[Requirements] Give the data again, word for word.

[Material for this exercise]
⟨

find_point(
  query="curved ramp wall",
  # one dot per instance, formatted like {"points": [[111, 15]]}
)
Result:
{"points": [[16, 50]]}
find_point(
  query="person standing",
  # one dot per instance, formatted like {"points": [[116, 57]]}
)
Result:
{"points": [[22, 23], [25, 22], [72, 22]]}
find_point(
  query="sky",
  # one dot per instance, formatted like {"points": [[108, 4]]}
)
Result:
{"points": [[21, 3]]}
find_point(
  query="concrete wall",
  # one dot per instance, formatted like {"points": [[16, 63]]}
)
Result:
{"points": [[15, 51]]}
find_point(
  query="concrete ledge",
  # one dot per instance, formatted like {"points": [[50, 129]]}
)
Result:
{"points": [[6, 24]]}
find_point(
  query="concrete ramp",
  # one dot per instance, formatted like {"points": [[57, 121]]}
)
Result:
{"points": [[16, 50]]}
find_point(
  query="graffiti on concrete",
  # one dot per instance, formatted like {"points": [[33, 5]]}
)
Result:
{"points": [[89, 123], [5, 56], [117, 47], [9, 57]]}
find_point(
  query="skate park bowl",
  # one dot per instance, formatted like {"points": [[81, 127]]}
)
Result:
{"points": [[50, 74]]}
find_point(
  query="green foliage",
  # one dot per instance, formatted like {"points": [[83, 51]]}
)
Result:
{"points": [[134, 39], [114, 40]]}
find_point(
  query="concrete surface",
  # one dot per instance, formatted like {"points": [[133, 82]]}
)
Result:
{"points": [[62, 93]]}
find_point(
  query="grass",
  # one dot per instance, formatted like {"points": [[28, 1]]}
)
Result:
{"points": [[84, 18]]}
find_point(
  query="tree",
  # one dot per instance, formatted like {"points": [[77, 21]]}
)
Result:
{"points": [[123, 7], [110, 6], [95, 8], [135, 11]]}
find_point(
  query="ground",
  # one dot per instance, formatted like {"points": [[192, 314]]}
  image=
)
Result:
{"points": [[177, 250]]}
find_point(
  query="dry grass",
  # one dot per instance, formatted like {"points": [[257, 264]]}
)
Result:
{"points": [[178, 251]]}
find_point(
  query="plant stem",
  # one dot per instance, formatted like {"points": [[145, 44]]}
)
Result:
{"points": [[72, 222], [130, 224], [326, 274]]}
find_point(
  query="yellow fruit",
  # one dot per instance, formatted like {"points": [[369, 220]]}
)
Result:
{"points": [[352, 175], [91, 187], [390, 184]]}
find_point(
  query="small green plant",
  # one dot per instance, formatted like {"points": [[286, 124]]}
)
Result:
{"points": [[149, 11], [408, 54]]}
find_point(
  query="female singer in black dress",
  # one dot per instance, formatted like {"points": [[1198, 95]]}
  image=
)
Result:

⟩

[Written answer]
find_point(
  query="curved ramp wall",
  # one dot per instance, formatted like {"points": [[111, 15]]}
)
Result:
{"points": [[16, 50]]}
find_point(
  query="person standing",
  # one dot per instance, formatted like {"points": [[116, 57]]}
)
Result:
{"points": [[22, 23], [25, 22], [72, 22]]}
find_point(
  query="sky",
  # one dot per instance, formatted like {"points": [[108, 4]]}
)
Result:
{"points": [[21, 3]]}
find_point(
  query="concrete wall",
  # one dot per instance, formatted like {"points": [[16, 63]]}
)
Result:
{"points": [[15, 51]]}
find_point(
  query="concrete ledge",
  # one dot per instance, formatted like {"points": [[50, 129]]}
)
Result:
{"points": [[6, 24]]}
find_point(
  query="concrete ramp",
  # one dot per instance, formatted like {"points": [[57, 121]]}
)
Result:
{"points": [[16, 50]]}
find_point(
  query="graffiti on concrete",
  # one dot per instance, formatted like {"points": [[33, 5]]}
)
Result:
{"points": [[89, 123], [5, 56], [117, 47], [9, 57]]}
find_point(
  query="skate park bowl",
  # one dot per instance, formatted like {"points": [[81, 127]]}
)
Result:
{"points": [[50, 74]]}
find_point(
  query="green foliage",
  # one dot per instance, formatted like {"points": [[83, 51]]}
)
Result:
{"points": [[134, 39], [114, 40]]}
find_point(
  query="concrete surface",
  # one dot per instance, formatted like {"points": [[133, 82]]}
)
Result:
{"points": [[62, 93]]}
find_point(
  query="grass",
  # one dot per instance, formatted like {"points": [[28, 1]]}
)
Result:
{"points": [[84, 18]]}
find_point(
  query="tree",
  # one dot per instance, formatted like {"points": [[77, 21]]}
)
Result:
{"points": [[123, 7], [110, 6], [95, 8], [135, 11]]}
find_point(
  query="ground",
  # one dot per instance, formatted like {"points": [[192, 314]]}
  image=
)
Result:
{"points": [[177, 250]]}
find_point(
  query="dry grass",
  # one dot per instance, formatted like {"points": [[257, 264]]}
)
Result:
{"points": [[178, 251]]}
find_point(
  query="plant stem",
  # one dot per instance, formatted like {"points": [[145, 44]]}
)
Result:
{"points": [[72, 222], [130, 224], [326, 274]]}
find_point(
  query="yellow fruit",
  # one dot per instance, formatted like {"points": [[369, 220]]}
)
Result:
{"points": [[352, 175], [91, 187], [390, 184]]}
find_point(
  query="small green plant",
  # one dot per instance, formatted like {"points": [[286, 124]]}
)
Result:
{"points": [[149, 11], [408, 54]]}
find_point(
  query="female singer in black dress",
  # one dot per instance, formatted like {"points": [[1198, 95]]}
  image=
)
Result:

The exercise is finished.